Retype exactly the lines below, beginning with the first and ending with the line where "find | bus door" appears.

**Available data:**
[Start of section]

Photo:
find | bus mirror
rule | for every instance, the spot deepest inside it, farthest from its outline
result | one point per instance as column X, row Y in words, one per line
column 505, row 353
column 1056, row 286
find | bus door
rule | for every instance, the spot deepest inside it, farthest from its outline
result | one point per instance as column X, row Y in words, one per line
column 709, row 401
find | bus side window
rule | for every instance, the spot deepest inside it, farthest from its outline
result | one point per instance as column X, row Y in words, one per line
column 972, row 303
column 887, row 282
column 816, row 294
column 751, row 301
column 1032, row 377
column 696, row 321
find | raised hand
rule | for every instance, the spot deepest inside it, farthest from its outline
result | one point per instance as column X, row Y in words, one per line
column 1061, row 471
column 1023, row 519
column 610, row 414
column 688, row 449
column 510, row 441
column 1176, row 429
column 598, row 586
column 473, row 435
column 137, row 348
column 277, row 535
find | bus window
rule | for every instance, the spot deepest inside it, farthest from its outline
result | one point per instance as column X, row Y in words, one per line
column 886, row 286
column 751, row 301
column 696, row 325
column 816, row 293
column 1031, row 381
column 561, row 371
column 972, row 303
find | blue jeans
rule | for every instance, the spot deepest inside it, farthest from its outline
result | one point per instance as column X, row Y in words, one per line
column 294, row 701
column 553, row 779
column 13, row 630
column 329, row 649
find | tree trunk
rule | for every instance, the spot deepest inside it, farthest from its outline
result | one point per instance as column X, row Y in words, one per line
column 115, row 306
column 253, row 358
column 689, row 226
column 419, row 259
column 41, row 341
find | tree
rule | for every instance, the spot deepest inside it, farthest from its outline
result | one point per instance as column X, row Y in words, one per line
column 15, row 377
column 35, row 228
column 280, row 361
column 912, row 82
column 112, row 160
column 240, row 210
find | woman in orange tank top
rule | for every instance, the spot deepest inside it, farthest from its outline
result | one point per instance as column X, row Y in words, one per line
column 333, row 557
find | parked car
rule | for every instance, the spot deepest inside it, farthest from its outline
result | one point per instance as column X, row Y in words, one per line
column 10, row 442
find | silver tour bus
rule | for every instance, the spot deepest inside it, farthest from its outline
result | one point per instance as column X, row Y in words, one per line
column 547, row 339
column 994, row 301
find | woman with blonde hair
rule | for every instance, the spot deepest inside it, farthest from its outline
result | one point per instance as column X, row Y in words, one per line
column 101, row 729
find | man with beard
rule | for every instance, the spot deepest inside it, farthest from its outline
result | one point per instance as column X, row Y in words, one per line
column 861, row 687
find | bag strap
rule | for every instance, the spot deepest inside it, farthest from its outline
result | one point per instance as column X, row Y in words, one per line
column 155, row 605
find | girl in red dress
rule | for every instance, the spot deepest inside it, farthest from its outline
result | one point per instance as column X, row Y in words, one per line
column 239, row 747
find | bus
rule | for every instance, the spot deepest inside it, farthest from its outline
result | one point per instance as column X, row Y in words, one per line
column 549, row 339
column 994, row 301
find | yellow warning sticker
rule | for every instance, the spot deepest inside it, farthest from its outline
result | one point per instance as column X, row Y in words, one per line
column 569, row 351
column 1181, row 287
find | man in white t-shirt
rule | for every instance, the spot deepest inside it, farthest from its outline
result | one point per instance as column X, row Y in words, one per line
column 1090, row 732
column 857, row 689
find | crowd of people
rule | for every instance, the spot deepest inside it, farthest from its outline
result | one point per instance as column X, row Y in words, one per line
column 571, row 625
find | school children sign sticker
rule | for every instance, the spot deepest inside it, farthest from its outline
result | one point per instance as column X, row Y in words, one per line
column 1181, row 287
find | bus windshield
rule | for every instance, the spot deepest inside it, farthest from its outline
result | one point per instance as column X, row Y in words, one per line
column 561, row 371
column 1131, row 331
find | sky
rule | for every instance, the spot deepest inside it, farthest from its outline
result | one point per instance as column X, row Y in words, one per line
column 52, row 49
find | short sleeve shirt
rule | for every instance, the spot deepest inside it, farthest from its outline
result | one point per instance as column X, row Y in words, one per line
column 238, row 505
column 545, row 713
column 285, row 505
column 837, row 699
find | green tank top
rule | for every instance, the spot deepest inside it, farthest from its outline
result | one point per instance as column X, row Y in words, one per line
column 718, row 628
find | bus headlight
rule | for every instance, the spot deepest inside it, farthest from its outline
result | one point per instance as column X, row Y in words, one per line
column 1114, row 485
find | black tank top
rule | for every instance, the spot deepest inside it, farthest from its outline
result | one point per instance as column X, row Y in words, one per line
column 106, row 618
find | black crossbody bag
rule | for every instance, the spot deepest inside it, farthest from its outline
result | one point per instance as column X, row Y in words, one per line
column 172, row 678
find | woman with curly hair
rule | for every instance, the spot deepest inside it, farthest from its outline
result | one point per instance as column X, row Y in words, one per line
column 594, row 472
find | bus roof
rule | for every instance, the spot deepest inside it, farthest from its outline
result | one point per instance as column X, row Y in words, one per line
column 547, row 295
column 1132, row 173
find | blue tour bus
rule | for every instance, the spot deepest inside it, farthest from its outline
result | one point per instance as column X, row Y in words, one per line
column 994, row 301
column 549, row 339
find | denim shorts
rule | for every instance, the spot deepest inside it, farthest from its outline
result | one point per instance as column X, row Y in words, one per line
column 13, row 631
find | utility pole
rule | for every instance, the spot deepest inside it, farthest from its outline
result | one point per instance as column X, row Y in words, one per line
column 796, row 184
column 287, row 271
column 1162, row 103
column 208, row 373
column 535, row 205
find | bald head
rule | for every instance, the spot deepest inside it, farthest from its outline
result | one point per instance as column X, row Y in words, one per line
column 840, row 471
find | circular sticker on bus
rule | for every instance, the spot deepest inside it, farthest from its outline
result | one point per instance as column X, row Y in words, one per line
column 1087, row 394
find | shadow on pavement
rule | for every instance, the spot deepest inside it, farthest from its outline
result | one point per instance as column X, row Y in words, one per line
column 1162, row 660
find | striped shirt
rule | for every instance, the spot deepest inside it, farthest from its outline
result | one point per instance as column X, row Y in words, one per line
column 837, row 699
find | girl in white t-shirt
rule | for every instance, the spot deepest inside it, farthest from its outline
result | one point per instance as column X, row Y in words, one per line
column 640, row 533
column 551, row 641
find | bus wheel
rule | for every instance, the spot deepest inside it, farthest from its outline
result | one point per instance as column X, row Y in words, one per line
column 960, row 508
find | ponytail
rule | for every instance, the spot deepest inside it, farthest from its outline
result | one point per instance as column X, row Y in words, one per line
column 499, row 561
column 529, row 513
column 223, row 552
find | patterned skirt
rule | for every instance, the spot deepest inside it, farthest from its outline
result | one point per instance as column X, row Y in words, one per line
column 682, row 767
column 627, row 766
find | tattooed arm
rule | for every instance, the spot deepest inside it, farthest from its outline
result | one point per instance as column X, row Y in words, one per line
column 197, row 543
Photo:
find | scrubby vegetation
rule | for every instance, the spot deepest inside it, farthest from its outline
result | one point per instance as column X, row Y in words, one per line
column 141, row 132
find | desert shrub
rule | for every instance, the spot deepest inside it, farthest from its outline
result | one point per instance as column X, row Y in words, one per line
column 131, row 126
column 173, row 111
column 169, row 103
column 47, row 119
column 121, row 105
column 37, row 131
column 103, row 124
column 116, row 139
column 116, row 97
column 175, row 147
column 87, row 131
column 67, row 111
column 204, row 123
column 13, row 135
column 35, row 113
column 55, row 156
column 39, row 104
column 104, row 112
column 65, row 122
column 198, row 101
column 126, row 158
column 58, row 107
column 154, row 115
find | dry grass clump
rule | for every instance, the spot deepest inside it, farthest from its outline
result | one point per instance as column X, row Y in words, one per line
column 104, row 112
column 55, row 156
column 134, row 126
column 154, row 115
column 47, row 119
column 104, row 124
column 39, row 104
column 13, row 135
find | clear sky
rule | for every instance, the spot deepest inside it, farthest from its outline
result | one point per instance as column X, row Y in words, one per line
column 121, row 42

[End of section]

**Response area:**
Photo:
find | bus mirror
rule | for every instance, the spot deepest inside it, farthest from its outline
result | one point per instance as column X, row Y in words, one per line
column 505, row 353
column 1056, row 286
find | bus door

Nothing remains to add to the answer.